# THE TASK
Recast the entries as a Markdown table with the columns "Row" and "Line," putting a row number beside each line and leaving out blank lines. Begin with the first line of the entries and stop after the line that contains "[334,217,420,311]", including both of those lines and nothing past them.

Rows from a dataset for labeling boxes:
::::::

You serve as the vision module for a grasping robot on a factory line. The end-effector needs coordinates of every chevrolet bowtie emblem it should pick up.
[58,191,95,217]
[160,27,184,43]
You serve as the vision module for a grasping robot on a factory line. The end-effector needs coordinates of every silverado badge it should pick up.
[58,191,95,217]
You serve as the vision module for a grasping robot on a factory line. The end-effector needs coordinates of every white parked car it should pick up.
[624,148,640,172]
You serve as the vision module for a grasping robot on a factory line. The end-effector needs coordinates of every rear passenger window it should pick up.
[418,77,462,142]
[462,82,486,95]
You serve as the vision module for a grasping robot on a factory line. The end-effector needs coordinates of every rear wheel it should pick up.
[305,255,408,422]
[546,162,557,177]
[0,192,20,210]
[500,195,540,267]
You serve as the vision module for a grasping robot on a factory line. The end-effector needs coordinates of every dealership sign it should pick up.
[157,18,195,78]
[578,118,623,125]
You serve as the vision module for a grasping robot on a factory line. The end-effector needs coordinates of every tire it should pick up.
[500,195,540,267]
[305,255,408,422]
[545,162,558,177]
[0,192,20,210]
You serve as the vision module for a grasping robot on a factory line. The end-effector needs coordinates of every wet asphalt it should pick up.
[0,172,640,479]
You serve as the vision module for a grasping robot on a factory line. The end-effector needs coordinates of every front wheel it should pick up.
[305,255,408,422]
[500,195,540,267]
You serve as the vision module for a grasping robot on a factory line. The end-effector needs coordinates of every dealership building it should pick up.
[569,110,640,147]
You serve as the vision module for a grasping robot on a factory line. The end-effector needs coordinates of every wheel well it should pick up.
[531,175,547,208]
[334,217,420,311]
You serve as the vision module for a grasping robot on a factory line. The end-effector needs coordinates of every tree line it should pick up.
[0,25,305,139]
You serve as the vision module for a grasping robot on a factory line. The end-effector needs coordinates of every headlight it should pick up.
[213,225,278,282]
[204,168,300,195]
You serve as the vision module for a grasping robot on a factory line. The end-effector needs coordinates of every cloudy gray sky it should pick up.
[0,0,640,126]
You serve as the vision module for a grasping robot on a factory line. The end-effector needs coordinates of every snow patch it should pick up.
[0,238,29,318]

::::::

# FINISHED EXERCISE
| Row | Line |
|---|---|
| 1 | You serve as the vision module for a grasping robot on a factory line. The end-effector needs coordinates of every chevrolet bowtie emblem it should pick up. |
| 2 | [58,191,95,217] |
| 3 | [160,27,184,43] |
| 4 | You serve as the vision module for a grasping robot on a factory line. The end-effector needs coordinates of every silverado badge it should pick up. |
| 5 | [58,191,95,217] |
| 6 | You serve as the vision module for a grasping robot on a factory line. The end-effector needs coordinates of every white parked car it should pick up. |
| 7 | [624,148,640,172] |
| 8 | You serve as the vision module for a grasping robot on a factory line. The end-effector needs coordinates of every rear passenger window it should pick up. |
| 9 | [418,77,462,142] |
| 10 | [462,82,486,95] |
| 11 | You serve as the vision module for a grasping robot on a factory line. The end-effector needs coordinates of every rear wheel it should pick up. |
| 12 | [305,255,408,422] |
| 13 | [546,162,557,177] |
| 14 | [0,192,20,210] |
| 15 | [500,195,540,267] |
| 16 | You serve as the vision module for a grasping robot on a factory line. The end-effector needs coordinates of every dealership sign it should pick up. |
| 17 | [157,18,195,78] |
| 18 | [578,118,623,125] |
| 19 | You serve as the vision module for a grasping robot on a factory line. The end-effector needs coordinates of every tire it should pick up. |
| 20 | [500,195,540,267] |
| 21 | [305,255,408,422] |
| 22 | [545,162,558,177] |
| 23 | [0,192,20,210] |
| 24 | You serve as the vision module for a grasping robot on a factory line. The end-effector needs coordinates of every wet asphalt it should pick up. |
| 25 | [0,172,640,479] |
| 26 | You serve as the vision module for a grasping robot on a factory line. The end-effector needs coordinates of every front wheel it should pick up. |
| 27 | [305,255,408,422] |
| 28 | [500,195,540,267] |
| 29 | You serve as the vision module for a grasping robot on a factory line. The end-effector needs coordinates of every dealership building it should pick up. |
| 30 | [569,110,640,147] |
| 31 | You serve as the vision module for a grasping robot on a factory line. The end-effector needs coordinates of every wheel well it should pick up. |
| 32 | [531,175,547,208] |
| 33 | [334,217,420,311] |